═══ Provided information ═══

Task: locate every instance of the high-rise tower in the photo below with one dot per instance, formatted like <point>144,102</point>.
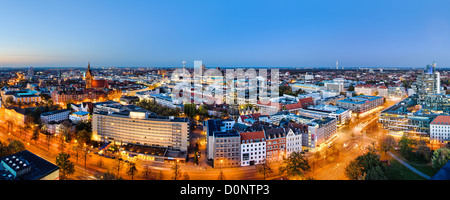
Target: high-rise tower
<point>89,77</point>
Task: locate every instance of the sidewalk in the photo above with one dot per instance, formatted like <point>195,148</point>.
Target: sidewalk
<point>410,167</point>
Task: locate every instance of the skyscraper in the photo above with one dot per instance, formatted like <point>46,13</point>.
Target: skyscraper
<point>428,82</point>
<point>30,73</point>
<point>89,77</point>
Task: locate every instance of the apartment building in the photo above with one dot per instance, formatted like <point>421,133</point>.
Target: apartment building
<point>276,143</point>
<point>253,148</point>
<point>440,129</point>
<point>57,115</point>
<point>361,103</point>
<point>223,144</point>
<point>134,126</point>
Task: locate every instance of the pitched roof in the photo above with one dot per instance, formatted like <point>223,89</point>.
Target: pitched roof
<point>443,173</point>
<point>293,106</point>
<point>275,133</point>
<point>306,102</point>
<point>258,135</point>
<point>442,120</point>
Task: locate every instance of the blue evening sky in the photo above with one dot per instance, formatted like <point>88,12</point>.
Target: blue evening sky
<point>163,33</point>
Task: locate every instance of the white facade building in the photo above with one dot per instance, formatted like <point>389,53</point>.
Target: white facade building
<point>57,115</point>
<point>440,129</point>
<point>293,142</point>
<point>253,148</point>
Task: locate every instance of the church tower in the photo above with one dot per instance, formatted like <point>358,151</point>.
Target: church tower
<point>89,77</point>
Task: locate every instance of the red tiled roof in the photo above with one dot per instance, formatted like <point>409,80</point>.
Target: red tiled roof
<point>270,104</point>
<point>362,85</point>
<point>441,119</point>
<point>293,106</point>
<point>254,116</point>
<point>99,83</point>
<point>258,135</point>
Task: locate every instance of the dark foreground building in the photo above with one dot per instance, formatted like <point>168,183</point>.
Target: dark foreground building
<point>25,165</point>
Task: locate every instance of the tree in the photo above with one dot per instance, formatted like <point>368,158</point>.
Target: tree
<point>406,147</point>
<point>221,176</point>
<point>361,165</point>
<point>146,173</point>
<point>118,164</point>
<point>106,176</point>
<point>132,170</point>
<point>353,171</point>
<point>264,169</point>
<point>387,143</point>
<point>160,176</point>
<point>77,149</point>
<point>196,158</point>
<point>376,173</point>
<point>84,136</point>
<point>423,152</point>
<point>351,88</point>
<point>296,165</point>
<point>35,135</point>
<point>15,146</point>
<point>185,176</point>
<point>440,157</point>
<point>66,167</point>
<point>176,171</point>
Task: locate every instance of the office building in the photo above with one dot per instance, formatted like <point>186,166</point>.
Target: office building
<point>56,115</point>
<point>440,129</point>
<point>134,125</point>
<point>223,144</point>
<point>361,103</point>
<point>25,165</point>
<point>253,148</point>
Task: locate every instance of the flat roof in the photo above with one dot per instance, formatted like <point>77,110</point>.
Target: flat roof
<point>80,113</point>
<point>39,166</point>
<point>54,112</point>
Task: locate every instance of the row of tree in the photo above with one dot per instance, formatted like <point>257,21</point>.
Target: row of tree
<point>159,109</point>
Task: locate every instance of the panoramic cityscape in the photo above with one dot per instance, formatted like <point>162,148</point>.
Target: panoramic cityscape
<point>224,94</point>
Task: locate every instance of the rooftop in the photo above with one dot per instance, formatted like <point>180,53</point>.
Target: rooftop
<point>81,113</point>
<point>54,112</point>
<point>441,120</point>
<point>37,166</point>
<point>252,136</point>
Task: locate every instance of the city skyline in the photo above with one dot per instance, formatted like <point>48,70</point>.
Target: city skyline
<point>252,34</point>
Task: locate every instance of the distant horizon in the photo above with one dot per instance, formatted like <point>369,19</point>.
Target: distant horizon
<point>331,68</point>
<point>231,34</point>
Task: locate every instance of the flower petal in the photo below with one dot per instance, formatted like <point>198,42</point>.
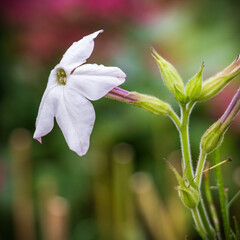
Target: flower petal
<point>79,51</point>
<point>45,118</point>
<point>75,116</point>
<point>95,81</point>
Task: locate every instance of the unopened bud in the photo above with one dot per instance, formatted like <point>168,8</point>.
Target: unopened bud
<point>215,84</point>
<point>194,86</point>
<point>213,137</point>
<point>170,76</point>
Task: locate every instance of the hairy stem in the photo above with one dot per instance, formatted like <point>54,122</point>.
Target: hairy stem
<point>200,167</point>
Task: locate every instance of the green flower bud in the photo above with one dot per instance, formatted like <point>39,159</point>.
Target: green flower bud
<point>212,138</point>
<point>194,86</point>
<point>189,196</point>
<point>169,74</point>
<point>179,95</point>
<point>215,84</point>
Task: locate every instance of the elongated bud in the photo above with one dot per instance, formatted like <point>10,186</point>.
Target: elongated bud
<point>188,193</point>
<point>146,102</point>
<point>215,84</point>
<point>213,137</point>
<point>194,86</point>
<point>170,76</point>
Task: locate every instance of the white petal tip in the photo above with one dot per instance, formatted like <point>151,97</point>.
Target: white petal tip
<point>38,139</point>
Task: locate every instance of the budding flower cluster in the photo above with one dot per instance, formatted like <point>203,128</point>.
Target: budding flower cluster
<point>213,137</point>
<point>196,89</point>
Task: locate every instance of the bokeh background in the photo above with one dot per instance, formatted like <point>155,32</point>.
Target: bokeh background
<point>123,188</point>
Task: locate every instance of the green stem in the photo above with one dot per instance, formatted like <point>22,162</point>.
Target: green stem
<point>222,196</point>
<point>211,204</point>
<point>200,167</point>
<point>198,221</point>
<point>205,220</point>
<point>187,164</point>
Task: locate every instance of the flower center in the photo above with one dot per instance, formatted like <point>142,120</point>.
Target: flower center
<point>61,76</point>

═══
═══ Provided information ═══

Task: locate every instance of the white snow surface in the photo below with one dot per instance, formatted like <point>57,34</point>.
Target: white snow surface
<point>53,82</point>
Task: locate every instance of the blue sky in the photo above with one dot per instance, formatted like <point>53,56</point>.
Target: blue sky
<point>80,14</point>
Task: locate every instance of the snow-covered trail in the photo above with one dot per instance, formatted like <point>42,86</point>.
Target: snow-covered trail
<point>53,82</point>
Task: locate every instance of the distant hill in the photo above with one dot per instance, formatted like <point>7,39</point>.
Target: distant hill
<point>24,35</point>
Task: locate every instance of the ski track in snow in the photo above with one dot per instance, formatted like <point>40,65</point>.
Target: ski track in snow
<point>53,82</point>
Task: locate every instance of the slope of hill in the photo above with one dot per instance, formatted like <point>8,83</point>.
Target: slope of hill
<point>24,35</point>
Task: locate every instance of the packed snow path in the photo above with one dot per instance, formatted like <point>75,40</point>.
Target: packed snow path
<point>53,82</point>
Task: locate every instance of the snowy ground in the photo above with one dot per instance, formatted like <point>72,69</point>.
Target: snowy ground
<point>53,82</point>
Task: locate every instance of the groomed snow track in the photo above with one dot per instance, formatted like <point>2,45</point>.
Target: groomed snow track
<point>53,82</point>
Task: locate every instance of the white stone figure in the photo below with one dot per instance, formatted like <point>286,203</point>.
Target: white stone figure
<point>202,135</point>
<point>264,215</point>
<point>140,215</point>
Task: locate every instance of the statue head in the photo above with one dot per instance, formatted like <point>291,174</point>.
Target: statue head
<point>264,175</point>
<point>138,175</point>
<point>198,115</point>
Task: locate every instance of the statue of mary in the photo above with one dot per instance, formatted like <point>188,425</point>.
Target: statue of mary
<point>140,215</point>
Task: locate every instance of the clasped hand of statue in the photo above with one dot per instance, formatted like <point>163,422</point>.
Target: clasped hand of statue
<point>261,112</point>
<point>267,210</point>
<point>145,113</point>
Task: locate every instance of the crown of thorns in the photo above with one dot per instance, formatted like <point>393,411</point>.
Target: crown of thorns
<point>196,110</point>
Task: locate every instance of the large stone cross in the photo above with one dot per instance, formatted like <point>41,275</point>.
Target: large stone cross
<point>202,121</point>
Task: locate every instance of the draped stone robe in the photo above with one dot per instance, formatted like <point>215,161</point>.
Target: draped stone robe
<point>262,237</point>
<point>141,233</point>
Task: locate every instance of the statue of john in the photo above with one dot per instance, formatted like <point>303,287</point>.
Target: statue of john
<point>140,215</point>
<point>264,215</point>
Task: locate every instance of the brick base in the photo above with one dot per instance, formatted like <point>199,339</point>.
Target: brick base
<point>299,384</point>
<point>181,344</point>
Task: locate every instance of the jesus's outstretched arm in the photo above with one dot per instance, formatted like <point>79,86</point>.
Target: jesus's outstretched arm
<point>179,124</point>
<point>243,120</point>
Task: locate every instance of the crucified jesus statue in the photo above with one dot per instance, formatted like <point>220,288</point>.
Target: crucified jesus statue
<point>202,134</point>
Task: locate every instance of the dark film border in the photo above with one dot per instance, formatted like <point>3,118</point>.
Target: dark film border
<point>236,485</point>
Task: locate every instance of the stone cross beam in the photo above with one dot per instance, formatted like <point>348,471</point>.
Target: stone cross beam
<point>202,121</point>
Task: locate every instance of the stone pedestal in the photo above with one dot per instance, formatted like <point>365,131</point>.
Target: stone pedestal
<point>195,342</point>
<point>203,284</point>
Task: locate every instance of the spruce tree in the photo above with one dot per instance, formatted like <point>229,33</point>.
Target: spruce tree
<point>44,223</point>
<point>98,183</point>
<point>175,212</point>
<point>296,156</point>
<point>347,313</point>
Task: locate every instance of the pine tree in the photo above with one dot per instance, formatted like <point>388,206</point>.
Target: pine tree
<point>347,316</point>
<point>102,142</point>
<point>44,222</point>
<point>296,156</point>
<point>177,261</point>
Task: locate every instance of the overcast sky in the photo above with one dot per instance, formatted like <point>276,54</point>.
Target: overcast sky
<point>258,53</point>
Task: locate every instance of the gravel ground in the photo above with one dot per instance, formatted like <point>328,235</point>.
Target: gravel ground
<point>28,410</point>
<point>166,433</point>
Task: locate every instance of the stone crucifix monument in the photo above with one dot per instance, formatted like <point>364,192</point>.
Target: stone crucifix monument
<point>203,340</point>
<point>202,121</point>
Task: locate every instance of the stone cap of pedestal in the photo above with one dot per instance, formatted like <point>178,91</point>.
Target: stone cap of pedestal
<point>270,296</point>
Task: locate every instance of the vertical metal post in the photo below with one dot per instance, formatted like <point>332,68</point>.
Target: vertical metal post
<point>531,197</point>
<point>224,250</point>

═══

→ Task brief
Print the entries exactly, starting at the line that contains "Task: locate every instance of the hairy" and ending at the line that contains "<point>196,89</point>", with both lines included.

→ Finished exercise
Task: locate every instance of the hairy stem in the photo above with one dot per instance, formatted like <point>54,122</point>.
Target: hairy stem
<point>200,167</point>
Task: locate every instance of the green flower bud in the photo above with one dot per instance, formatted like <point>39,159</point>.
Target: green flower bud
<point>212,138</point>
<point>194,86</point>
<point>189,196</point>
<point>169,74</point>
<point>179,95</point>
<point>215,84</point>
Task: locate every instance of the elongated bud in the photo above with one dot per instance, formatted like <point>10,186</point>.
Target: elongated bud
<point>188,193</point>
<point>146,102</point>
<point>215,84</point>
<point>213,137</point>
<point>194,86</point>
<point>170,76</point>
Task: locate every instance of the white petal tip in the photo above with one dot per instance, formatted like <point>151,97</point>.
Target: white petal tip
<point>38,139</point>
Task: locate every instance of the budding flower cluster in the photo above with one dot per instance, formatted like <point>203,128</point>.
Target: budding flower cluster
<point>213,137</point>
<point>196,89</point>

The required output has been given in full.